- About this exercise -
A precise repetition of every line below is the required answer.

Records from a data collection:
──────────

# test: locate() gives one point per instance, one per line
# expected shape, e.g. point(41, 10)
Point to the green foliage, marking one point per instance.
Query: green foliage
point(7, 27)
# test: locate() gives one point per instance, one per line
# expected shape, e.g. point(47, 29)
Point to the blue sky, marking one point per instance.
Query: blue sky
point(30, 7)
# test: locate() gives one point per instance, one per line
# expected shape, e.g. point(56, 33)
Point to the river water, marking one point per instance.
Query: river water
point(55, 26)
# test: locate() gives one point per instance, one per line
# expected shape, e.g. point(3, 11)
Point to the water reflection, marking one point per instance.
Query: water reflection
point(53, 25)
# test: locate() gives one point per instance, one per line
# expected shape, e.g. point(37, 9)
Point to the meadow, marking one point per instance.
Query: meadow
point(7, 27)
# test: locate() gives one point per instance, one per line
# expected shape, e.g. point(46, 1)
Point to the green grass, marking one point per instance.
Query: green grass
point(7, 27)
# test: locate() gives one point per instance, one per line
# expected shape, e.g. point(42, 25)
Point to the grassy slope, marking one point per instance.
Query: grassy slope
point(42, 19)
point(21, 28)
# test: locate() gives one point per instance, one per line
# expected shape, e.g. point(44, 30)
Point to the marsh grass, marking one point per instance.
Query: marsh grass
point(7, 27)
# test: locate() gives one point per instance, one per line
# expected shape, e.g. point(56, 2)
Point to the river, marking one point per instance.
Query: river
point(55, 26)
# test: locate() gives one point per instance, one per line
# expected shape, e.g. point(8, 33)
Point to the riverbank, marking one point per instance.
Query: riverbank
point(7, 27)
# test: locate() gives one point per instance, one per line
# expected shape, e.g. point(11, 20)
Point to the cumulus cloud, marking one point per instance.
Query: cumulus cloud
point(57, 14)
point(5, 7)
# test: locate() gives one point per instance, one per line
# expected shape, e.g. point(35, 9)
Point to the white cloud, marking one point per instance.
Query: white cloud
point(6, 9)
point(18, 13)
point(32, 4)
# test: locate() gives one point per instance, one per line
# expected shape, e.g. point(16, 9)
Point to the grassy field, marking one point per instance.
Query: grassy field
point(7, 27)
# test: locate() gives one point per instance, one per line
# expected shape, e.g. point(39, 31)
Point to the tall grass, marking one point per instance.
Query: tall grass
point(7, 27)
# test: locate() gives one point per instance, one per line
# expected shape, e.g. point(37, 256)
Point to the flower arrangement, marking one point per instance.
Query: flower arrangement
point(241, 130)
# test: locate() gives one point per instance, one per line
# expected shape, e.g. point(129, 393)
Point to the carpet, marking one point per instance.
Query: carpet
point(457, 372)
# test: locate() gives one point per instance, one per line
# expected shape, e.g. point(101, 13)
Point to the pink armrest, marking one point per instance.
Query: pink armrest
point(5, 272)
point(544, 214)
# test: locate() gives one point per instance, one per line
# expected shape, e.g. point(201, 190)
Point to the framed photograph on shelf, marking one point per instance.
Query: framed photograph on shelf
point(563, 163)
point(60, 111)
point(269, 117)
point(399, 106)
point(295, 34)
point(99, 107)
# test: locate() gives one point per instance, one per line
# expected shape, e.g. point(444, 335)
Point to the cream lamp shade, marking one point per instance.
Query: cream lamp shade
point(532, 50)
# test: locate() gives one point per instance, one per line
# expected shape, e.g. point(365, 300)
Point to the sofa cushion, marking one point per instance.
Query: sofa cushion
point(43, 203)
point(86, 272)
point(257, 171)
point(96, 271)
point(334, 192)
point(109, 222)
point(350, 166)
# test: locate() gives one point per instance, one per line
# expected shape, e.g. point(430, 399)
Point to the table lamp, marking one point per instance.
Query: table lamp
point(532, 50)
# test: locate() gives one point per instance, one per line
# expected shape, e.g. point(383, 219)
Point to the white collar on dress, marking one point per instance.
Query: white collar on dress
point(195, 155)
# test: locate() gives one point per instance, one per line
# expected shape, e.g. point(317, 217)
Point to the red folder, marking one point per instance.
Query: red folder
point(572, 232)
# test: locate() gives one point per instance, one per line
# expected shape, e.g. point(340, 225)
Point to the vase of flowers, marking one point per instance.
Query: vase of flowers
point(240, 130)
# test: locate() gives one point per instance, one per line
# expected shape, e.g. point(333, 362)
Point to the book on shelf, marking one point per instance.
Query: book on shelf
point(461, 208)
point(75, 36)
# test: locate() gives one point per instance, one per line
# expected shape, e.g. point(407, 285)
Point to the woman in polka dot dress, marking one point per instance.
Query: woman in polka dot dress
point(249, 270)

──────────

- Solution for this task -
# test: locate() gives one point per instance, one per line
# expected shape, e.g. point(41, 10)
Point to the green foliage, marking one point per instance.
Query: green foliage
point(7, 27)
# test: locate() gives one point per instance, one per line
# expected shape, e.g. point(47, 29)
Point to the blue sky, marking one point per instance.
Query: blue sky
point(30, 7)
# test: locate() gives one point per instance, one per line
# expected shape, e.g. point(56, 33)
Point to the river water, marking one point per instance.
Query: river water
point(55, 26)
# test: locate() gives one point per instance, one per line
# expected shape, e.g. point(3, 11)
Point to the water reflection, marking one point per instance.
Query: water reflection
point(53, 25)
# test: locate() gives one point per instance, one per line
# expected shape, e.g. point(37, 9)
Point to the meadow, marking one point per instance.
Query: meadow
point(7, 27)
# test: locate() gives one point per instance, one per line
# expected shape, e.g. point(46, 1)
Point to the green grass, marking one point per instance.
Query: green grass
point(7, 27)
# test: locate() gives one point per instance, one per line
# expected shape, e.g. point(42, 25)
Point to the grassy slope, marking one point per instance.
Query: grassy slope
point(42, 19)
point(21, 28)
# test: locate() gives one point per instance, one per line
# expected shape, e.g. point(44, 30)
Point to the marsh grass, marking one point per instance.
Query: marsh grass
point(7, 27)
# test: locate() gives one point per instance, one per line
# expected shape, e.g. point(56, 2)
Point to the river, marking one point per instance.
Query: river
point(55, 26)
# test: locate() gives one point per instance, one per line
# expected shape, e.g. point(8, 33)
Point to the riverbank, marking one point per instance.
Query: riverbank
point(7, 27)
# test: locate() gives one point per instance, one per line
# expected shape, e.g. point(11, 20)
Point to the cumulus cloud, marking one point per instance.
Query: cumulus cloud
point(57, 14)
point(5, 7)
# test: locate() gives one point per instance, one per line
# expected shape, e.g. point(35, 9)
Point to the white cloud, marking one point per instance.
Query: white cloud
point(6, 9)
point(18, 13)
point(32, 4)
# test: locate() gives one point per instance, one per line
# expected shape, e.g. point(16, 9)
Point to the grassy field, marking one point per instance.
Query: grassy field
point(7, 27)
# test: locate() gives one point per instance, one per line
# expected shape, e.g. point(39, 31)
Point to the tall grass, marking one point per instance.
Query: tall grass
point(7, 27)
# test: locate() gives one point per instance, one per line
# expected shape, e.g. point(37, 256)
Point to the flower arrangement, marking one point per instance.
Query: flower arrangement
point(241, 130)
# test: locate() gives one point per instance, one per line
# expected shape, e.g. point(129, 393)
Point to the carpet, marking one point per instance.
Query: carpet
point(457, 372)
# test: locate() gives one point per instance, one per line
# expected shape, e.g. point(101, 13)
Point to the pink armrest, marking one point per instance.
Query: pink armrest
point(5, 272)
point(544, 214)
# test: locate() gives one point per instance, one per line
# expected shape, e.g. point(201, 190)
Point to the framed photograph on shelf, marking one point per instance.
Query: framed photograph on shelf
point(563, 163)
point(60, 111)
point(269, 117)
point(399, 106)
point(295, 34)
point(99, 107)
# test: locate() gives one point per instance, one per line
# expected shape, e.g. point(444, 335)
Point to the cream lamp shade, marking one point per instance.
Query: cream lamp shade
point(532, 50)
# test: locate() gives one point per instance, one per line
# expected shape, e.g. point(365, 300)
Point to the sofa cushion, marking one point per instance.
Query: sofa cushion
point(43, 203)
point(86, 272)
point(257, 171)
point(96, 271)
point(334, 192)
point(109, 222)
point(350, 166)
# test: locate() gives one point per instance, one per line
# expected shape, e.g. point(430, 399)
Point to the table lamp, marking one point per instance.
Query: table lamp
point(532, 50)
# test: locate() gives one point per instance, one per line
# expected shape, e.g. point(383, 219)
Point to the white collar on dress, marking one point per instance.
Query: white collar on dress
point(195, 155)
# test: locate() gives one point per instance, one per line
# expected shape, e.g. point(317, 217)
Point to the red folder, marking one point per instance.
Query: red folder
point(572, 232)
# test: locate() gives one point per instance, one per line
# expected shape, e.g. point(340, 225)
Point to the vase of flowers, marking one point per instance.
Query: vase of flowers
point(240, 130)
# test: locate() gives one point per instance, one per line
# expected shape, e.g. point(333, 362)
Point to the book on shelf, marking one point per instance.
Query: book on shelf
point(461, 208)
point(75, 36)
# test: locate() gives one point per instance, one per line
# expected shape, e.g. point(407, 285)
Point to the woman in polka dot dress, marking one point per instance.
Query: woman in polka dot dress
point(249, 270)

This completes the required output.